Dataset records
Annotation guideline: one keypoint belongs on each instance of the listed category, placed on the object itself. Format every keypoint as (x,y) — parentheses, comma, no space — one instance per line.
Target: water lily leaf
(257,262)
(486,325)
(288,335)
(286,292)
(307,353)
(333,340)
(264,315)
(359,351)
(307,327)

= Task to carry out =
What you return must match the data above character for character.

= Your solution =
Annotation guideline: one keypoint belongs on each instance of the listed category, placed on the object itself. Format every keypoint as (x,y) — parentheses, comma, no space — one instance per line.
Target: water lily leaf
(257,262)
(486,325)
(288,335)
(286,292)
(307,353)
(333,340)
(264,315)
(359,351)
(307,327)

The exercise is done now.